Directions for this task: Beneath this instruction is a listing. Transcribe from it only the stretch from the line with "grass leaf in the photograph above." through the line with "white flower cluster in the photograph above.", both end lines included, exactly as written.

Information supplied:
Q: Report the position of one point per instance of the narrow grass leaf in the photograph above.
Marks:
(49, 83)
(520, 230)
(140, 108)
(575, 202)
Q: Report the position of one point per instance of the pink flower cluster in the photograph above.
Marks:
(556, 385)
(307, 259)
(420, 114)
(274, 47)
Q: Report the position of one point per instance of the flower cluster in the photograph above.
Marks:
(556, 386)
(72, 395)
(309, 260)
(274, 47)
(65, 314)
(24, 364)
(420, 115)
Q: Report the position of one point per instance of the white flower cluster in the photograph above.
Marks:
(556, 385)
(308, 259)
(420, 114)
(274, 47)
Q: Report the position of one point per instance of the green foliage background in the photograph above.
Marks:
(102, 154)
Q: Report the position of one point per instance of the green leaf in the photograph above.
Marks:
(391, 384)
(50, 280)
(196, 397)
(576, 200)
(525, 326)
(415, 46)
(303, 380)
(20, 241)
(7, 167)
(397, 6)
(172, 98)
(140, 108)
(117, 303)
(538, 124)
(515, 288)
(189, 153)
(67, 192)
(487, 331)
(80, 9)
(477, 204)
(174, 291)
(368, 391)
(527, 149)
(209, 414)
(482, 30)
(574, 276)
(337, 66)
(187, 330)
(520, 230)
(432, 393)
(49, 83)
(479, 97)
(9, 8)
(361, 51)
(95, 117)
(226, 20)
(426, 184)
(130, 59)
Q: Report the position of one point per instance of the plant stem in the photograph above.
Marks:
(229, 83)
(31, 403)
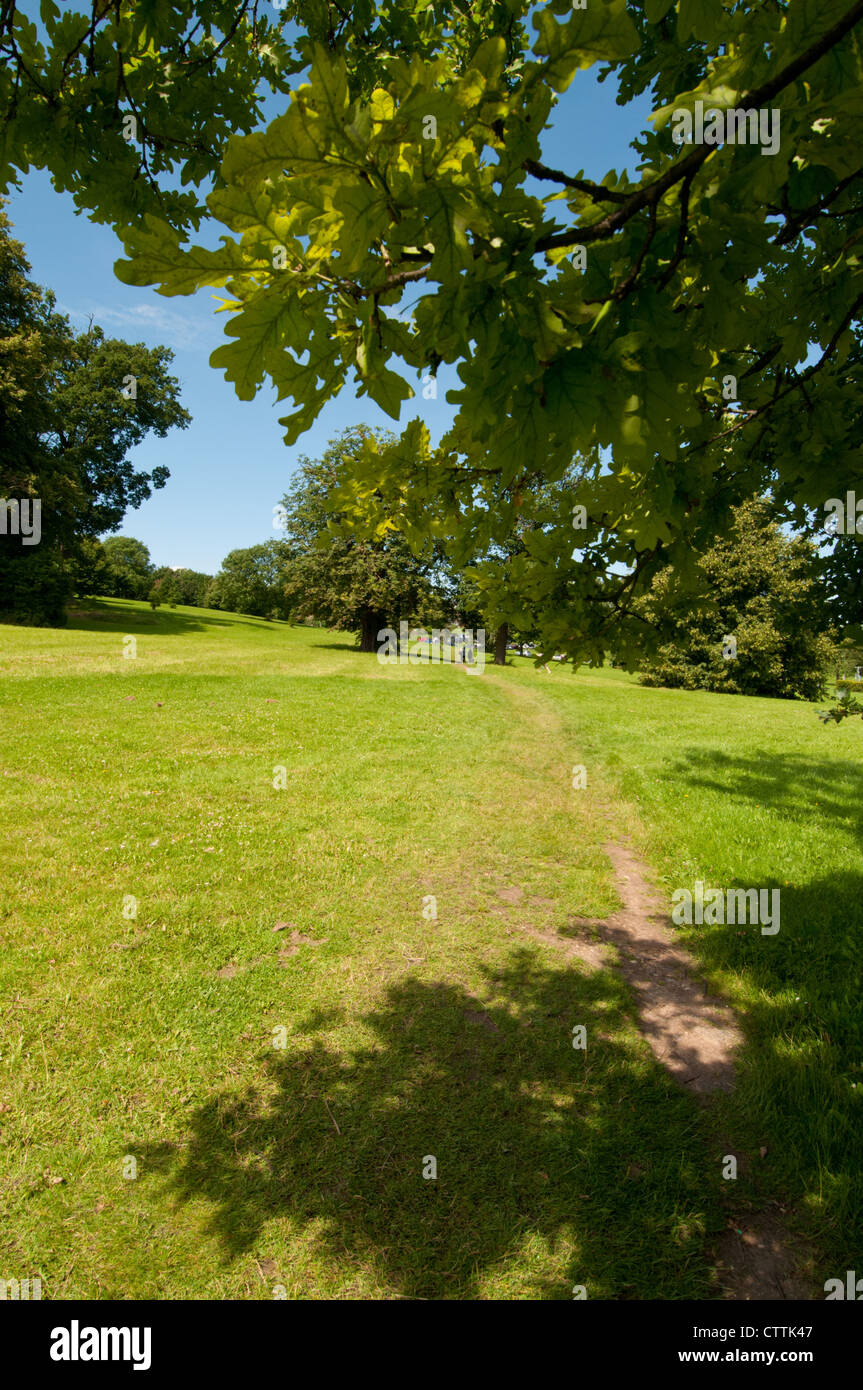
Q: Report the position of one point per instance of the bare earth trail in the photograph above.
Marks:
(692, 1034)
--
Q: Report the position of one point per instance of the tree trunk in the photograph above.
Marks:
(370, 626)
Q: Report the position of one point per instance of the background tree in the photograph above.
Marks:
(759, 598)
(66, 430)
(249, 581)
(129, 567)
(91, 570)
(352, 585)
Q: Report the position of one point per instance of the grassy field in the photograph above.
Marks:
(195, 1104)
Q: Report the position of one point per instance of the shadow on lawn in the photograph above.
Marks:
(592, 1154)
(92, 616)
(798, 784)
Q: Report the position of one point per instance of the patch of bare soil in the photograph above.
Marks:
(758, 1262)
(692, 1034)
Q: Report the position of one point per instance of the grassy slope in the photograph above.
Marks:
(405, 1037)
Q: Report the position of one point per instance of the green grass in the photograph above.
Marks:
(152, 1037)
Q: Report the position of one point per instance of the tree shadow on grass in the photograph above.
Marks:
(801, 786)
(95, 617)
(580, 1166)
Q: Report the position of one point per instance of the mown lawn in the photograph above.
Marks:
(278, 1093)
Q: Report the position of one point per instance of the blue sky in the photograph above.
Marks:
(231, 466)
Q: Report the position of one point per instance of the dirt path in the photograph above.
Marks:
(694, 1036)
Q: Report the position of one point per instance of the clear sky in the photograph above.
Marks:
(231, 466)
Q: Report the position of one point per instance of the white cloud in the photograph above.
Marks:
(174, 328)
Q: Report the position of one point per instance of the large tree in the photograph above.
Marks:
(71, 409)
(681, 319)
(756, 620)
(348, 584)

The completed task:
Q: Report the position of one point per instance of the narrow grass leaf in the photograph above.
Marks:
(49, 83)
(520, 230)
(140, 108)
(575, 202)
Q: Report the position of one point per instance of the pink flower cluster in the photograph above.
Marks:
(556, 385)
(307, 259)
(420, 114)
(274, 47)
Q: Report the position of one point per instance of the flower cluster in the photograph above.
Marks:
(556, 386)
(72, 395)
(309, 260)
(274, 47)
(65, 314)
(24, 364)
(420, 115)
Q: Report the position of one point per instance of the white flower cluster in the photograph above.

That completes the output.